[Saved data entries]

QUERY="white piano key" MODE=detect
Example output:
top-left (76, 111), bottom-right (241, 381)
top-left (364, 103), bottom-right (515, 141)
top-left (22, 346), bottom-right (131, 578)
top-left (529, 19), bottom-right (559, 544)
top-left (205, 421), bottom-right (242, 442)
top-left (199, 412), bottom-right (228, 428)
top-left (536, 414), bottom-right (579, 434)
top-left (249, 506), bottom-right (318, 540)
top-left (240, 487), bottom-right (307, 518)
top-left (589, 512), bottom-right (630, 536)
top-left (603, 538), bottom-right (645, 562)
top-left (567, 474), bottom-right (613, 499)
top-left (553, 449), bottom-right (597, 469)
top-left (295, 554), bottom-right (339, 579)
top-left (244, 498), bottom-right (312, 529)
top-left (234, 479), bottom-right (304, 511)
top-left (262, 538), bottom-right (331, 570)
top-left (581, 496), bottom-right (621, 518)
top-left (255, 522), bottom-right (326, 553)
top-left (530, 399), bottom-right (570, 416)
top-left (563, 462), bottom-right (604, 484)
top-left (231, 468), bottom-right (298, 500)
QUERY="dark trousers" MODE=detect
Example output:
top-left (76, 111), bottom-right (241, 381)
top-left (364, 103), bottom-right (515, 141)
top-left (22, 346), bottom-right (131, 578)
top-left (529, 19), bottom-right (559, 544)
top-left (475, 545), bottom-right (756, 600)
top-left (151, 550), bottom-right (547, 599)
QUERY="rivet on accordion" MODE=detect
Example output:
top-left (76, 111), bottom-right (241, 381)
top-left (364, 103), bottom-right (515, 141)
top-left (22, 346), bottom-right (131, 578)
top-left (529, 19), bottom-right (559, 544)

» **Task requirements**: Copy out the data exactly, keeping each line whole.

» **Finished task**:
QUERY="white piano key" MODE=detect
Example output:
top-left (76, 111), bottom-right (241, 381)
top-left (364, 103), bottom-right (515, 141)
top-left (22, 346), bottom-right (131, 578)
top-left (529, 19), bottom-right (559, 544)
top-left (205, 421), bottom-right (242, 442)
top-left (199, 412), bottom-right (228, 428)
top-left (536, 414), bottom-right (579, 434)
top-left (249, 506), bottom-right (318, 540)
top-left (240, 487), bottom-right (307, 518)
top-left (589, 512), bottom-right (630, 536)
top-left (603, 538), bottom-right (645, 562)
top-left (567, 474), bottom-right (613, 499)
top-left (553, 449), bottom-right (597, 469)
top-left (295, 554), bottom-right (339, 579)
top-left (244, 498), bottom-right (312, 529)
top-left (234, 479), bottom-right (304, 511)
top-left (262, 538), bottom-right (331, 570)
top-left (581, 496), bottom-right (621, 518)
top-left (255, 522), bottom-right (326, 553)
top-left (530, 399), bottom-right (570, 416)
top-left (563, 462), bottom-right (604, 484)
top-left (231, 468), bottom-right (298, 500)
QUERY="dark trousers" MODE=detect
Example output:
top-left (76, 111), bottom-right (241, 381)
top-left (364, 103), bottom-right (515, 141)
top-left (22, 346), bottom-right (131, 578)
top-left (529, 19), bottom-right (559, 544)
top-left (475, 545), bottom-right (756, 600)
top-left (151, 550), bottom-right (547, 599)
QUERY="rivet on accordion" MODE=detect
Example output:
top-left (76, 111), bottom-right (241, 381)
top-left (364, 103), bottom-right (515, 141)
top-left (22, 346), bottom-right (131, 578)
top-left (529, 19), bottom-right (559, 544)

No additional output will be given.